Tasks to carry out:
[1] Print the passage from the post about passing comprehensive exams, starting with "Just as important" and going on through "doing your best.".
[2] Rewrite the lines of the listing starting with the line with "</instance>" and going on through the line with "box: [968, 277, 1190, 762]", putting "taps" wherever "clicks" appears and changing nothing else. Give back only those lines.

##### Passage to read #####

Well, ladies and gentlemen, I've passed my comps!

Hello, horizon! (John Bauer) Not sure if the Comps are the geese flying into the distance, the horse I'm riding, or the body-sized sword slung to my side!

Hello, horizon! (John Bauer) Not sure if the Comps are the geese flying into the distance, the horse I'm riding, or the body-sized sword slung to my side!

For those of you who don't know what this means, let me elaborate. "Comps" or "comprehensive examinations" (alternatively known as "compies", "the Thirteenth Labor", "cromps", or "the Grinding Ice of Helcaraxë") are a series of capstone tests in which the doctoral candidate demonstrates a level of mastery over their academic subject. I had been studying for this event for almost a year, refreshing my general music history knowledge, paying particular attention to five specialty topics for which I would need to have deep historical and scholarly knowledge: Counter-Reformation, French Opera (Lully to Revolution), Nineteenth-Century Character Pieces, Soviet Music (Revolution to Death of Stalin), and Genre. My comps were administered over the course of four days: I spent two days writing lengthy and detailed essays on my specialty topics (A Questions) and on general music history (B Questions); a third day was devoted to score identification where I had to use sheet music excerpts to make inferences on mystery pieces' style and history; and the last day, scheduled for the week after, consisted of an oral examination with my committee of three musicologists. All in all, about 19 hours worth of comptastic excitement!

Of course, every discipline and every institution has different methods for measuring and assessing said mastery, but once passed, the candidate is declared ABD, that is, a PhD in "All But Dissertation". It's a big deal. Having emerged victorious from this ordeal here are some thoughts on the process. Hopefully they may prove helpful, not just for those of us whose comps are yet on the horizon, but for anyone considering doing something intimidating, complicated, and absolutely worthwhile.

  • Seek Out Guidance and Support

The challenge I faced in comps not only concerned needing to establish the scope of my project early on, but to continually assess the project as it threatened to overflow its boundaries. Any progress I made inevitably expanded my horizons, a sensation simultaneously thrilling as it showed me exciting new paths yet to take, and mortifying as it emphasized how much further I had yet to go. The only way for me not to be derailed by the details or overwhelmed by the big picture was to seek out people who could guide and support me. Doing so requires admitting your confusion, fears, and limitations, a difficult exercise that turns an academic requirement into a stretching opportunity to mature on a variety of levels.


  • Be Careful Who You Talk To

Just as important as opening oneself up to others for help is the need to guard against negativity. With my mental constitution pushed to its absolute limit there were enough negative voices in my own head without adding outside influences. Whether they come from well-meaning but frightened people or from outright jerks (aka mean spirited and frightened people) these sorts of comments end up being nothing but distractions from doing your best.

##### Records for the exercise #####

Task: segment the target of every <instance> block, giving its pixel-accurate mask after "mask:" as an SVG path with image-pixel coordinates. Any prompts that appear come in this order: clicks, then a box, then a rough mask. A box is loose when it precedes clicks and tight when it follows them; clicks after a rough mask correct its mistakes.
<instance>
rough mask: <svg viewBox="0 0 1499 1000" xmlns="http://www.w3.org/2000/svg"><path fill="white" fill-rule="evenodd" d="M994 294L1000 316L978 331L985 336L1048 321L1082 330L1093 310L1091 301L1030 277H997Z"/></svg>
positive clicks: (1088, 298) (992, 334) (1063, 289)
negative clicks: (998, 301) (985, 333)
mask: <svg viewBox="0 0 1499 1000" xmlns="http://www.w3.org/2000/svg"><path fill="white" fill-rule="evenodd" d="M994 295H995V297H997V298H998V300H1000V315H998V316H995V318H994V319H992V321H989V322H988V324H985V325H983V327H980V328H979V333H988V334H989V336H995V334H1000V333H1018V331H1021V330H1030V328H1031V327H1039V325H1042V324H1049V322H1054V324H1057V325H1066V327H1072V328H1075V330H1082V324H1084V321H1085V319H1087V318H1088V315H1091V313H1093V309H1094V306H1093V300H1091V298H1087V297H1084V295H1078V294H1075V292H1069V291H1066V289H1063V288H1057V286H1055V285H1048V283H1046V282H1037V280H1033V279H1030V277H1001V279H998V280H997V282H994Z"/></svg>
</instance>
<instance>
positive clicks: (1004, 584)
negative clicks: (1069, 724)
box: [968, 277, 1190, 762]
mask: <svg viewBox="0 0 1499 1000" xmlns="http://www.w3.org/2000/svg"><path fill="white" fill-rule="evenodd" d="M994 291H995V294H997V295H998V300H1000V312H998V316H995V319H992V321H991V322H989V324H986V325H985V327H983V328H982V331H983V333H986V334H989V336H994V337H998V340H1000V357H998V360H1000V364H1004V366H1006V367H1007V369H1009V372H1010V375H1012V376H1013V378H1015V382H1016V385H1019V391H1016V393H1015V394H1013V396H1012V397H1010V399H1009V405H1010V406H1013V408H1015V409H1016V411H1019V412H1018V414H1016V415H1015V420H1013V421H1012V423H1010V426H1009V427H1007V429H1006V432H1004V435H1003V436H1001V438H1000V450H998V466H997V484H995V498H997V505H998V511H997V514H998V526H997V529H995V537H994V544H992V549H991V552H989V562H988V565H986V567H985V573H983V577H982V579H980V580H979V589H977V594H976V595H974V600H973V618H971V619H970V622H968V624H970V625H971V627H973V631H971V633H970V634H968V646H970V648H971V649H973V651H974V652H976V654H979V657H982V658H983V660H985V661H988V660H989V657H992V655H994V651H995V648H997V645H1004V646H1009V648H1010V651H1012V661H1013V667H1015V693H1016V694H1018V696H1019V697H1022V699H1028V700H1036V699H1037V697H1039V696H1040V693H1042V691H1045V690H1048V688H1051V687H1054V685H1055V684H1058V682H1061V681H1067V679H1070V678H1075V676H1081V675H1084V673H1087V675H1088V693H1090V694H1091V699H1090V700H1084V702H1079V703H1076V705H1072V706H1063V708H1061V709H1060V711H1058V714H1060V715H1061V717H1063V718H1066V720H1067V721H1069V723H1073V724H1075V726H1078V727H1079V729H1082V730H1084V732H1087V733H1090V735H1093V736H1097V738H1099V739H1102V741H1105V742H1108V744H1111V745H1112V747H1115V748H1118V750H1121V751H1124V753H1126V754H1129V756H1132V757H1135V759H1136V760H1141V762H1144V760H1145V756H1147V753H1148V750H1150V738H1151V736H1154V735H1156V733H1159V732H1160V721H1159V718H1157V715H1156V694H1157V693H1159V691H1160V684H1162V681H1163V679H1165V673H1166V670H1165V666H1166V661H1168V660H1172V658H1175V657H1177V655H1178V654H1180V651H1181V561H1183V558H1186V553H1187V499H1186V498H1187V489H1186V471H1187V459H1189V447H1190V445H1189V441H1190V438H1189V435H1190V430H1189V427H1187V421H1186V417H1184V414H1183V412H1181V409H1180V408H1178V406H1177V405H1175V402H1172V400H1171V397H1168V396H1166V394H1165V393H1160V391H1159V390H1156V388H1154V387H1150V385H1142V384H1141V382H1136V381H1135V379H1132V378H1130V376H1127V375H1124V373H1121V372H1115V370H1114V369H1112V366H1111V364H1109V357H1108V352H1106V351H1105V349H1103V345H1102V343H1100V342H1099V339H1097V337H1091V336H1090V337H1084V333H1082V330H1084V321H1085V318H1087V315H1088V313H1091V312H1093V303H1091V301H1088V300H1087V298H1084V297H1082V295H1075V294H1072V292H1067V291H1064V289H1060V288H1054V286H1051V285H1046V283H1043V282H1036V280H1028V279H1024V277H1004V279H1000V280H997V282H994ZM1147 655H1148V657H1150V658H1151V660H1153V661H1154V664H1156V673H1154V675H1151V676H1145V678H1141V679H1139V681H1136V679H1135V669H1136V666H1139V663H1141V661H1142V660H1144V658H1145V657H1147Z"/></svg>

#####

Written responses:
[1]
Just as important as opening oneself up to others for help is the need to guard against negativity. With my mental constitution pushed to its absolute limit there were enough negative voices in my own head without adding outside influences. Whether they come from well-meaning but frightened people or from outright jerks (aka mean spirited and frightened people) these sorts of comments end up being nothing but distractions from doing your best.

[2]
</instance>
<instance>
positive taps: (1004, 584)
negative taps: (1069, 724)
box: [968, 277, 1190, 762]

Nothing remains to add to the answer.